- Problem requirements:
Render the lines below as a Markdown table with the columns Row and Line, covering everything from the line containing "every visible green" down to the last line, both included. Number each row and omit blank lines.

- Material shown:
☆ ☆ ☆

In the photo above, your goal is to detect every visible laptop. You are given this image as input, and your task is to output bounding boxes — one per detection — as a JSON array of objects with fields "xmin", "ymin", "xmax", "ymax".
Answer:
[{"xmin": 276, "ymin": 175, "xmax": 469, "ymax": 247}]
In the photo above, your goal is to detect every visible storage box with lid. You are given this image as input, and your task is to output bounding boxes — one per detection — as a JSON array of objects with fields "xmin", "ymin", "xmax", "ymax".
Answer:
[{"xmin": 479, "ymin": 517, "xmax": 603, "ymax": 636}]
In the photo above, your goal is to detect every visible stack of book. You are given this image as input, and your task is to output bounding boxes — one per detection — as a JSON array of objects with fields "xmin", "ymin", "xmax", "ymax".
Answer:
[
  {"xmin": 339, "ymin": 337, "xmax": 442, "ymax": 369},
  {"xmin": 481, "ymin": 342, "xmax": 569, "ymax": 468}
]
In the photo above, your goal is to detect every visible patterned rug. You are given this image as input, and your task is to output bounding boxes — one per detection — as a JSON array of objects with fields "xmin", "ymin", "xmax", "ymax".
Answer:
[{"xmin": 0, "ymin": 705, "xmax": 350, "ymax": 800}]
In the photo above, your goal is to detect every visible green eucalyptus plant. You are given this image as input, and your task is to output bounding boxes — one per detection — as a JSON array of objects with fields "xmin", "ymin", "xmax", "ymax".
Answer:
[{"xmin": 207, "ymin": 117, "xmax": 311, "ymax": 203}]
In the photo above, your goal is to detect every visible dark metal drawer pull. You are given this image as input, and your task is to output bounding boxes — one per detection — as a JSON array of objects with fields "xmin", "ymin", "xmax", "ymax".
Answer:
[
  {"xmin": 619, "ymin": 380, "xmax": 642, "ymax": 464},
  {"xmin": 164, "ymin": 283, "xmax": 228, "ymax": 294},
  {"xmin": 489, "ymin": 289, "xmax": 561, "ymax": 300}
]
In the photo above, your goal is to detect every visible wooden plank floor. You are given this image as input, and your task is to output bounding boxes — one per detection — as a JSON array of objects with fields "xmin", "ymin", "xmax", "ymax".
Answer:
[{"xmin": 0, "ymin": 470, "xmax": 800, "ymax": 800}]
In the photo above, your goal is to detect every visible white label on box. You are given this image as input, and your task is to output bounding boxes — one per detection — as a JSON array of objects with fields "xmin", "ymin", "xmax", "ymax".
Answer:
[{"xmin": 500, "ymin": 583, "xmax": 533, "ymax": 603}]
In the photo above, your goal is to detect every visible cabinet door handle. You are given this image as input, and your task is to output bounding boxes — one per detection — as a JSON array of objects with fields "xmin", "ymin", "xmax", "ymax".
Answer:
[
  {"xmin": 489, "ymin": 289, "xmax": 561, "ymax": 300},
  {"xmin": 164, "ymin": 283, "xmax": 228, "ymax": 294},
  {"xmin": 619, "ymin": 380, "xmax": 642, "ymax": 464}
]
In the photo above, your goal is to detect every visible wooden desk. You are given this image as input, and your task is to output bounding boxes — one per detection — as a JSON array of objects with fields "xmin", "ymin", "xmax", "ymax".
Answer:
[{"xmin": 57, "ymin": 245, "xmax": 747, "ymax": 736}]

☆ ☆ ☆

- Written answer:
| Row | Line |
|---|---|
| 1 | In the photo above, your goal is to detect every visible green eucalyptus plant. You are given this image as input, and your task is to output bounding boxes — one per detection — as a JSON array of objects with fields "xmin", "ymin", "xmax", "ymax". |
| 2 | Answer: |
| 3 | [{"xmin": 207, "ymin": 117, "xmax": 311, "ymax": 203}] |
| 4 | In the photo above, your goal is to detect every visible dark metal drawer pull. You are given this image as input, and your task is to output bounding boxes — one per detection — as a JSON array of objects with fields "xmin", "ymin", "xmax", "ymax". |
| 5 | Answer: |
| 6 | [ |
| 7 |   {"xmin": 619, "ymin": 380, "xmax": 642, "ymax": 464}, |
| 8 |   {"xmin": 164, "ymin": 283, "xmax": 228, "ymax": 294}, |
| 9 |   {"xmin": 489, "ymin": 289, "xmax": 561, "ymax": 300} |
| 10 | ] |
| 11 | In the photo above, your goal is to detect every visible wooden plank floor. You are given this image as input, and your task is to output bounding boxes — one per detection — as a JSON array of objects with fields "xmin", "ymin", "xmax", "ymax". |
| 12 | Answer: |
| 13 | [{"xmin": 0, "ymin": 470, "xmax": 800, "ymax": 800}] |
| 14 | In the photo above, your goal is to detect every visible white label on box. You are given this image as input, and your task is to output bounding boxes — one per detection — as a JSON array of objects with fields "xmin", "ymin", "xmax", "ymax". |
| 15 | Answer: |
| 16 | [{"xmin": 500, "ymin": 583, "xmax": 533, "ymax": 603}] |
| 17 | In the photo above, your goal is to detect every visible cabinet door handle. You are given this image as input, and your task is to output bounding boxes — one per detection — as a JSON array of objects with fields "xmin", "ymin", "xmax", "ymax". |
| 18 | Answer: |
| 19 | [ |
| 20 |   {"xmin": 489, "ymin": 289, "xmax": 561, "ymax": 300}, |
| 21 |   {"xmin": 164, "ymin": 283, "xmax": 228, "ymax": 294}, |
| 22 |   {"xmin": 619, "ymin": 380, "xmax": 642, "ymax": 464} |
| 23 | ] |
| 24 | In the photo above, your goal is to detect every visible wooden desk. You are given this image as input, and your task is to output bounding boxes — one per detection — as a JSON array of objects with fields "xmin", "ymin", "xmax", "ymax". |
| 25 | Answer: |
| 26 | [{"xmin": 57, "ymin": 245, "xmax": 747, "ymax": 736}] |